**Task requirements:** Extract every line in the items below that contains the word "white", and note that case counts.

Dataset records about object locations:
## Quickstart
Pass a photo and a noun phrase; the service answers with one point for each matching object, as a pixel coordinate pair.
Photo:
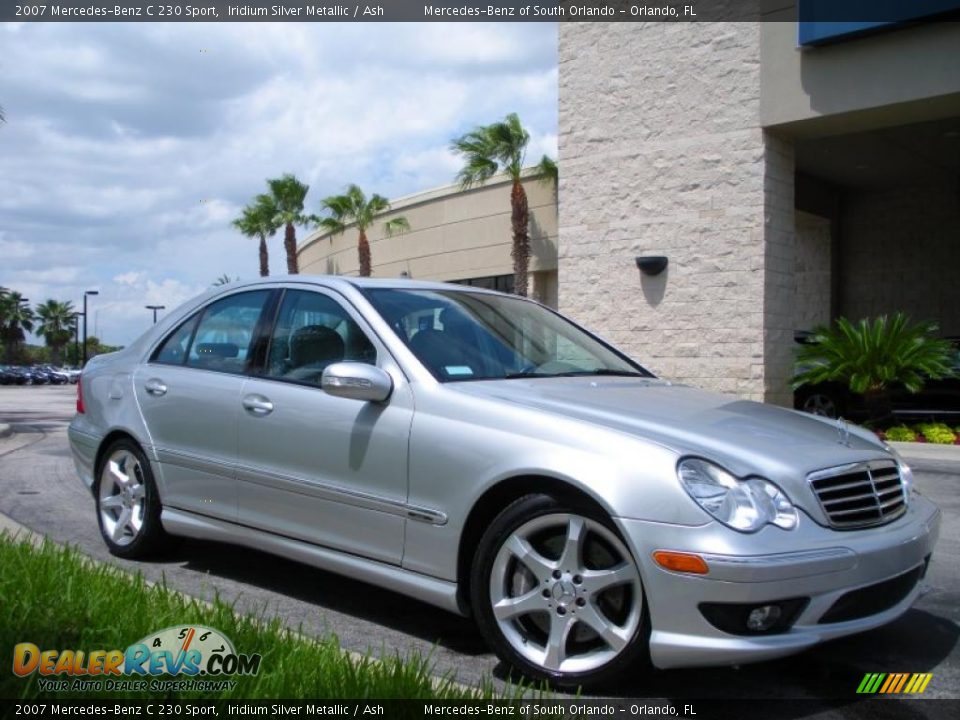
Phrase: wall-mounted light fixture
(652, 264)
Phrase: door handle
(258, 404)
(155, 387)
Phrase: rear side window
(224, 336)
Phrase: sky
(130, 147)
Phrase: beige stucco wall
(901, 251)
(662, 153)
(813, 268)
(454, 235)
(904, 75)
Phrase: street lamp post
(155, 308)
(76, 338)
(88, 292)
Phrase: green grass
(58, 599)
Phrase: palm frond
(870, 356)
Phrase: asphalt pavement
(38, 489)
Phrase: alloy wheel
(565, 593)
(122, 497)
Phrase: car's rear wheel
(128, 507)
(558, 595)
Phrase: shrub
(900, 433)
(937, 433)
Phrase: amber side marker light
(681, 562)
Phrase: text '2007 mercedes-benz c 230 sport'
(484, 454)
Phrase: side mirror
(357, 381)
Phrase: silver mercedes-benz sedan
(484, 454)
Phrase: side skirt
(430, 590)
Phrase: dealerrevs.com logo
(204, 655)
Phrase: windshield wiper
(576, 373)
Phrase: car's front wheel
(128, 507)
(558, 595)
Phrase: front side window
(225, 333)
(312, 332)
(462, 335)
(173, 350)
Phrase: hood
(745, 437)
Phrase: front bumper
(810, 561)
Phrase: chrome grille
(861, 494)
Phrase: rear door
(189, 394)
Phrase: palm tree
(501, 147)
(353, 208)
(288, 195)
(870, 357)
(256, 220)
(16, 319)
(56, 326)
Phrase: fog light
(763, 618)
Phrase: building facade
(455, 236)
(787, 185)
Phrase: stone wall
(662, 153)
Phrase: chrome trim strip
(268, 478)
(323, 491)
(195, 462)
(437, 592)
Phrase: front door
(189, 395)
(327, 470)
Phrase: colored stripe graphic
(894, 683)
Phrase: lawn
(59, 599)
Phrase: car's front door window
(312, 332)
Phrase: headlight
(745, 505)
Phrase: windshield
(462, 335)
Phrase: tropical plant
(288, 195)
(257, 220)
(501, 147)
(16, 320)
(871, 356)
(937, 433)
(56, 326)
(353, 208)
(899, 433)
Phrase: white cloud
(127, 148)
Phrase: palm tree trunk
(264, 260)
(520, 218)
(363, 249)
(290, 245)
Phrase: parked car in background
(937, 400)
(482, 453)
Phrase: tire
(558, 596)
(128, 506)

...

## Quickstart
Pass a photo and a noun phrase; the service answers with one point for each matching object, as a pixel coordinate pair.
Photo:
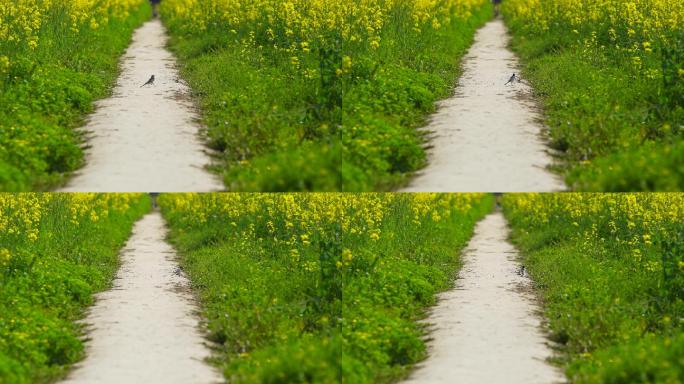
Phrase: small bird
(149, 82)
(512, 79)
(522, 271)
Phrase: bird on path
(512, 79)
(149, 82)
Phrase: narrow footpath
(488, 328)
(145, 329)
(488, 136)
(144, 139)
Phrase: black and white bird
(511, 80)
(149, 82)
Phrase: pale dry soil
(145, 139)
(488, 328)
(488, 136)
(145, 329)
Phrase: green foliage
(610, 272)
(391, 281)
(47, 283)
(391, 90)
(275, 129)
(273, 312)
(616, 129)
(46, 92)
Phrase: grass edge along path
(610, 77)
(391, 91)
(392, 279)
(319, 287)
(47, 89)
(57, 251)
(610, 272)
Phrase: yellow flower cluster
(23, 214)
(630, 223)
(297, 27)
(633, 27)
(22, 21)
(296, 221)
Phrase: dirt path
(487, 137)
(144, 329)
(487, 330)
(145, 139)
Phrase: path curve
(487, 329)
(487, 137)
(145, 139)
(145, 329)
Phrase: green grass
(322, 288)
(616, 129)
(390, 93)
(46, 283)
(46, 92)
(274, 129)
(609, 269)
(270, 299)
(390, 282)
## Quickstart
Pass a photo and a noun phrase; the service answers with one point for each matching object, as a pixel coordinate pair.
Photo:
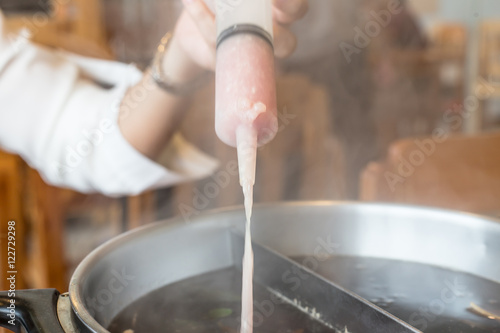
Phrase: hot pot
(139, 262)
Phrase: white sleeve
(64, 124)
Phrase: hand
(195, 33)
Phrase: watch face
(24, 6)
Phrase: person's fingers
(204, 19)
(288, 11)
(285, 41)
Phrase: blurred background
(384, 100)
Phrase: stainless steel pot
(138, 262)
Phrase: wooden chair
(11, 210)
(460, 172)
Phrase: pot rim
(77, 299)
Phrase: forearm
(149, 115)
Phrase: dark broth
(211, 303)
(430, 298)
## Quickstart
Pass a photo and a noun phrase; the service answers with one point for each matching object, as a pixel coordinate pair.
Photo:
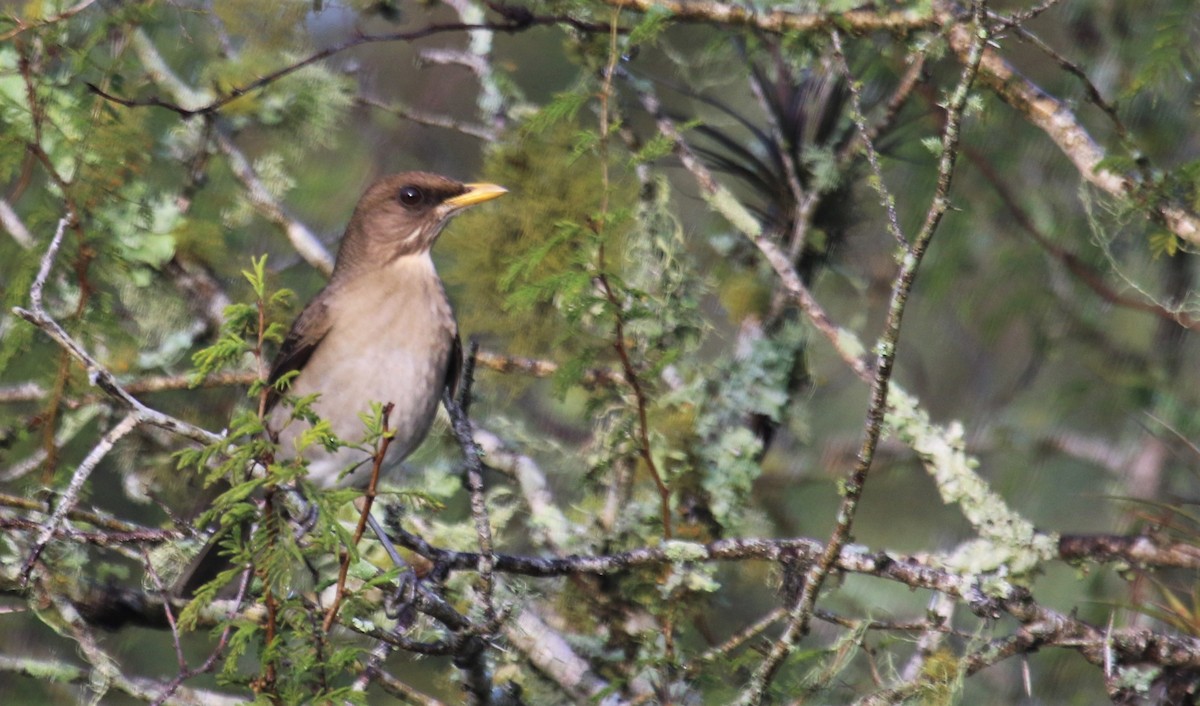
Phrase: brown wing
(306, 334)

---

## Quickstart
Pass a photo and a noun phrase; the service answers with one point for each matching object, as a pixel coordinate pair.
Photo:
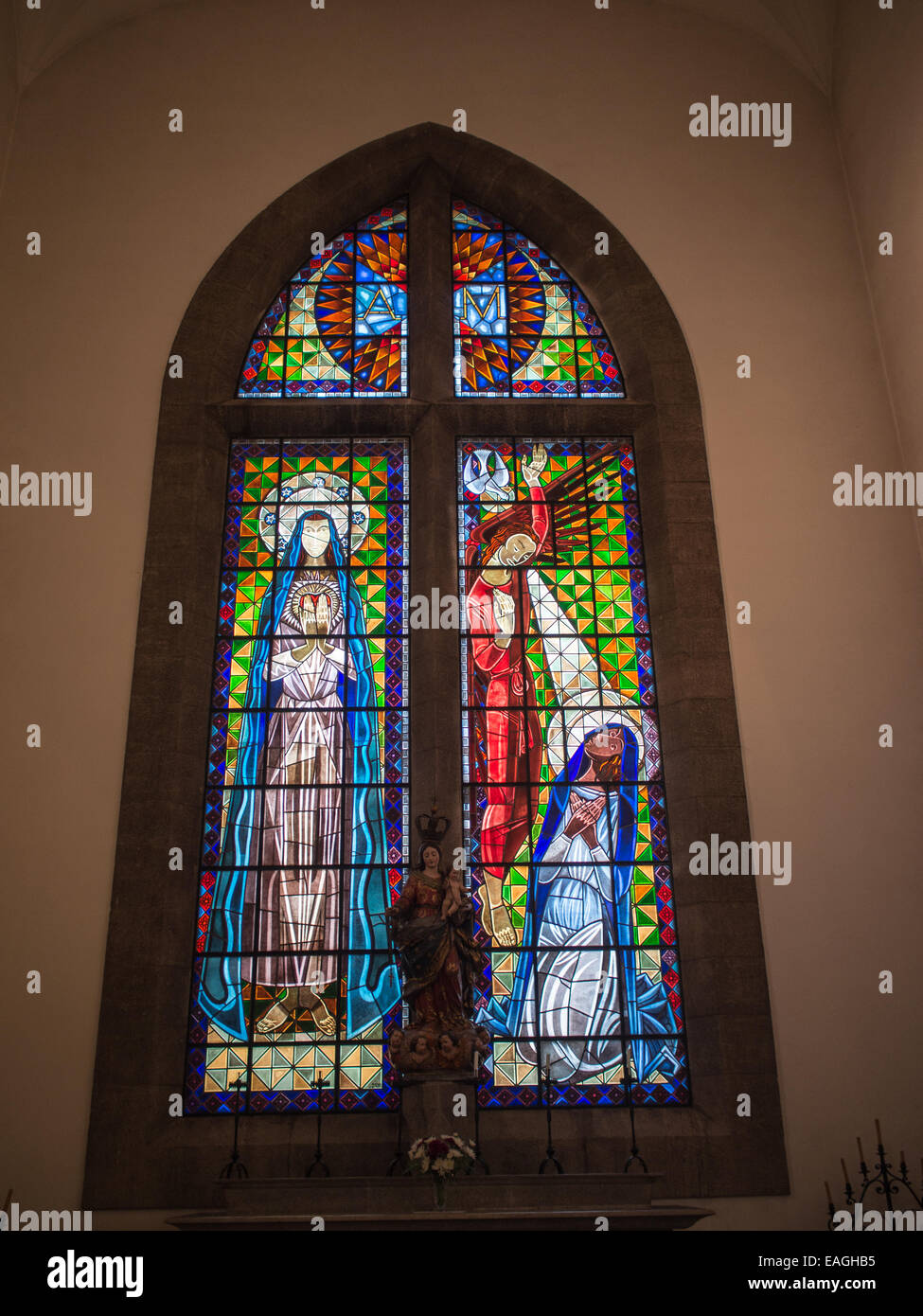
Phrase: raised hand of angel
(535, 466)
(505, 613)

**Result of this exercise:**
Phrase: white cloud
Phrase: black and white bird
Phrase: white sleeve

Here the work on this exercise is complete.